**DOCUMENTO:**
╭──

Ricardo Lísias
Texto
Ricardo Lísias Aidar Fermino (São Paulo, São Paulo, 1975). Escritor, crítico e pesquisador. Destaca-se pela experimentação literária para além dos livros, intervindo em diferentes contextos de escrita, como diários, cartas e redes sociais. Ao embaralhar as fronteiras entre fatos e invenções, seus trabalhos suscitam acalorados debates em torno da noção de autoria e dos limites jurídicos acerca da liberdade criativa da ficção e das artes em geral.
Inicia sua carreira literária em paralelo às atividades acadêmicas. Em 1998, diploma-se em letras pela Universidade Estadual de Campinas (Unicamp). No ano seguinte, publica seu romance de estreia, Cobertor de Estrelas. Em 2001, defende mestrado pela mesma instituição e, em 2005, conclui doutorado pela Universidade de São Paulo (USP). Ao longo desses anos, atua também como crítico em jornais de grande circulação, como O Estado de São Paulo, e na revista Entrelivros. O trânsito entre pesquisa, crítica e literatura se reflete na estruturação notoriamente autorreflexiva de suas ficções.

╰──

**DADOS FORNECIDOS:**
╭──

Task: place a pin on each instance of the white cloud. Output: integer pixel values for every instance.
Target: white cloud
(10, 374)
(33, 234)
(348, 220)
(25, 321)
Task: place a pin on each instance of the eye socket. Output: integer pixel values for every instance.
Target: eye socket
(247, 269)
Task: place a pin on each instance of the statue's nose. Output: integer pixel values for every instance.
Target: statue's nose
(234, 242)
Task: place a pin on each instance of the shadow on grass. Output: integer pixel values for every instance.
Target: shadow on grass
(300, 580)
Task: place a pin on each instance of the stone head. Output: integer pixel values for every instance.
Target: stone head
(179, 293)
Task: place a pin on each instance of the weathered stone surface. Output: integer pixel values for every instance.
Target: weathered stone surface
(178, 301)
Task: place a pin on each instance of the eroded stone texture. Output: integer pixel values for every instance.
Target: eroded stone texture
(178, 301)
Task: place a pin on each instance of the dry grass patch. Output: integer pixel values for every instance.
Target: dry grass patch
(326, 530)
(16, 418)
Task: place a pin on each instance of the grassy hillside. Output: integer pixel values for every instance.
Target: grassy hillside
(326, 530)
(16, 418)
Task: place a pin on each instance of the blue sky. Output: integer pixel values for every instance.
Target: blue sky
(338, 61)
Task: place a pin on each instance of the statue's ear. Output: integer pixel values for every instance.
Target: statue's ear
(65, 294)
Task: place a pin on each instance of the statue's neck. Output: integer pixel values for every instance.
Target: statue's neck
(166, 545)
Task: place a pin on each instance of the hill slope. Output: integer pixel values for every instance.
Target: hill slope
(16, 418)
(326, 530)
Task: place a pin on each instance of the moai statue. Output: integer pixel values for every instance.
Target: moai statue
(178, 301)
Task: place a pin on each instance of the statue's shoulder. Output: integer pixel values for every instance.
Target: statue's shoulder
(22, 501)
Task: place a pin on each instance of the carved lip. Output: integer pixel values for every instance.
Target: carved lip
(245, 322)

╰──

**TAREFAS:**
1. Altere as linhas de dados entre a que contém "Task: place a pin on each instance of the carved" e a última delas, ambas incluídas, trocando "carved lip" por "stone lip" e mantendo todo o resto igual.
2. Dê seguimento ao texto sobre Ricardo Lísias a partir de onde ele termina.

**PROBLEMAS RESOLVIDOS:**
1.
Task: place a pin on each instance of the stone lip. Output: integer pixel values for every instance.
Target: stone lip
(245, 322)

2.
Em O Livro dos Mandarins (2009), o autor se debruça em um universo distante de suas experiências pessoais. Nesse livro, com base em entrevistas e observação, a construção das personagens passa por uma extensa pesquisa sobre o ambiente corporativo dos bancos e empresas. A partir da década de 2010, Lísias propõe jogos ficcionais cada vez mais complexos à sua realidade e desloca-se do gesto criativo presente no último livro. Nos romances seguintes, a aproximação com a construção da identidade do autor é tão iminente que ele confere ao personagem-narrador o próprio nome, Ricardo Lísias.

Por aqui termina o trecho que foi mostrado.